BEGIN Supplied records
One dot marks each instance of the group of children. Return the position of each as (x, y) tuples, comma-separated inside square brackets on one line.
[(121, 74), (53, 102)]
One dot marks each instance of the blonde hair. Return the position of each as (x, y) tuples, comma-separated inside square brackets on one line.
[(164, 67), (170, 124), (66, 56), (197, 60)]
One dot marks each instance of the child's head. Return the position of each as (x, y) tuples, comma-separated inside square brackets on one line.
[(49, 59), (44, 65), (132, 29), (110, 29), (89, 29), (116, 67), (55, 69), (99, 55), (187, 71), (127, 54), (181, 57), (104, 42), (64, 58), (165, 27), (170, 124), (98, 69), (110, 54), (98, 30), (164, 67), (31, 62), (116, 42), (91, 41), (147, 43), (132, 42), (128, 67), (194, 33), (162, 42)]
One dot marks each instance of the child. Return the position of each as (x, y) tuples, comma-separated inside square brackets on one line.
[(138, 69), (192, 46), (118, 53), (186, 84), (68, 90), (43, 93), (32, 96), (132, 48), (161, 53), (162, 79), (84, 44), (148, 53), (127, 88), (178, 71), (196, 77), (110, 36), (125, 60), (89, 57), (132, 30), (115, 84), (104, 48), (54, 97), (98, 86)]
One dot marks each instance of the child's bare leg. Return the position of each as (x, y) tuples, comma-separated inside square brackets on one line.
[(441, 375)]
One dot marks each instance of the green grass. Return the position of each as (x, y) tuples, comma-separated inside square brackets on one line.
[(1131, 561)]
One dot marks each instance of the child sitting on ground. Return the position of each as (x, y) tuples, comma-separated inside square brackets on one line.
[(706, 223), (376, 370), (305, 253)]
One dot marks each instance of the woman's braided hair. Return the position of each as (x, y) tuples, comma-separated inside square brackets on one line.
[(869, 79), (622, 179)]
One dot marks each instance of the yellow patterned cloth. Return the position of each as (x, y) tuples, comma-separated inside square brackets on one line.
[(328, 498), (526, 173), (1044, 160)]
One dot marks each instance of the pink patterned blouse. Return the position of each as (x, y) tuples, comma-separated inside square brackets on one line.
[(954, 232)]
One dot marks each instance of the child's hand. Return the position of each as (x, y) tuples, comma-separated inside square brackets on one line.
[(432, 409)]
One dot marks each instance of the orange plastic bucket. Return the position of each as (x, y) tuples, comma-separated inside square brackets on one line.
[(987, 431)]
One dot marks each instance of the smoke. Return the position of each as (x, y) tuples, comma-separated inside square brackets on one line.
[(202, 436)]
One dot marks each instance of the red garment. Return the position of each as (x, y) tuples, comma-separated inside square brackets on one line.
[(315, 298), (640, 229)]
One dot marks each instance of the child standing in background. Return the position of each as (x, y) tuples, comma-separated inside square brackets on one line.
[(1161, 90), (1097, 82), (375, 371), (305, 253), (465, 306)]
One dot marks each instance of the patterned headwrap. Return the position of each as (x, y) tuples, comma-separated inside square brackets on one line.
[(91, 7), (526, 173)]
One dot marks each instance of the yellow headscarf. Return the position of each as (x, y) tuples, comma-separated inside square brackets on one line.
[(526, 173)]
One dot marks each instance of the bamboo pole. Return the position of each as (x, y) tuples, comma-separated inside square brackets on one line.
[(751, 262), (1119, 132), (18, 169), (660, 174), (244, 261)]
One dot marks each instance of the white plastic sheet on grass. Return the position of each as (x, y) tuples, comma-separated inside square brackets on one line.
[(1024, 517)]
END Supplied records
▶ Your assignment: Repeat back all entries verbatim.

▶ Written reply:
One dot marks each instance of the group of children. Return the position of each as (x, y) tuples, comma-separated inside square brackets on one line.
[(121, 74), (53, 102)]
One dot marks each instance of the blonde hair. Return the position of each as (x, y) tuples, comma-separated inside square brackets on one line.
[(164, 67), (170, 124), (66, 56), (197, 60)]
One dot marks each instance of the child's head. Return the position of each as (x, y) tuples, comma-separated inside square brackets on one line.
[(49, 59), (44, 65), (132, 29), (110, 29), (89, 29), (116, 67), (55, 69), (99, 55), (187, 71), (127, 54), (181, 57), (104, 42), (64, 58), (165, 27), (170, 124), (98, 69), (110, 54), (98, 30), (164, 67), (31, 62), (116, 42), (91, 41), (147, 43), (132, 42), (128, 67), (194, 33), (162, 42)]
One dot marks each instance of the child. Return the position of each as (x, y) tuples, comma-separated inside square brackets on one line.
[(138, 69), (192, 46), (118, 53), (186, 84), (68, 90), (43, 93), (32, 96), (132, 48), (161, 53), (162, 79), (84, 44), (148, 53), (127, 88), (178, 71), (196, 77), (110, 36), (125, 60), (89, 57), (132, 30), (115, 84), (104, 48), (54, 97), (98, 86)]
One dot marks each instance of the child's bare leg. Return the position of each as (x, y) tuples, comma-separated inside square brackets on one line.
[(441, 375)]
One dot marks each instance of the green grass. Return the position of each as (x, y) tuples, comma-separated inside square brackets on one line.
[(1131, 561)]
One dot marks each instance of the child sitting on ground. Return the position of each as (x, y) tuples, comma-separated inside square brackets on one line.
[(706, 223), (376, 370), (305, 253)]
One dot marks each instance of the woman's braided hair. Return the position of each as (x, y) tuples, comma-separated inside square brackets on one line.
[(869, 79), (622, 179)]
One dot marks each instance of the yellow patterned cloth. Return the position of each as (x, y) tuples, comma-separated inside square brackets on one line.
[(328, 498), (526, 173), (1044, 160)]
One dot marks each instance of the pink patterned blouse. Return the position of each as (x, y) tuples, comma-separated inside square brackets on one line.
[(954, 232)]
One dot marks each instance of the child's hand. Return the position of each as (x, y) tuples, comma-separated inside square brackets on one line.
[(432, 409)]
One dot marks each instance of the orange plastic bucket. Return the position of each as (x, y) tuples, comma-separated inside square brackets on one line.
[(987, 431)]
One dot marks each instance of the smoke. Return the position of each as (x, y) tuples, comma-separated inside square brackets on one line.
[(202, 436)]
One dot marks each instance of the red garment. Return the position of each as (x, y) tuples, comma-separated inside square brackets on one line.
[(315, 298), (640, 229)]
One dot marks each instance of the child standing in background. Return the position of each as (x, y) tuples, comma-separated inside square brackets on one line.
[(1161, 90), (1097, 82), (375, 371), (305, 253), (465, 306)]
One dot marks each instance of the patterned headwrap. Return the position of each as (x, y) tuples, comma-separated inside square brackets on one line.
[(91, 7), (526, 173)]
One dot marks each instance of the yellow headscarf. Return the position of each as (x, y) tuples, comma-separated inside square brackets on one line.
[(526, 173)]
One dot marks each instance of the bamboo pole. Return the position of each as (x, y) tuples, comma-separated inside square brackets on one line.
[(751, 262), (1119, 132), (18, 169), (660, 174), (244, 261)]
One dot marks each instance of the white plastic sheet on grass. Return the position of each as (x, y) tuples, comma-separated inside square brackets on one line.
[(1024, 517)]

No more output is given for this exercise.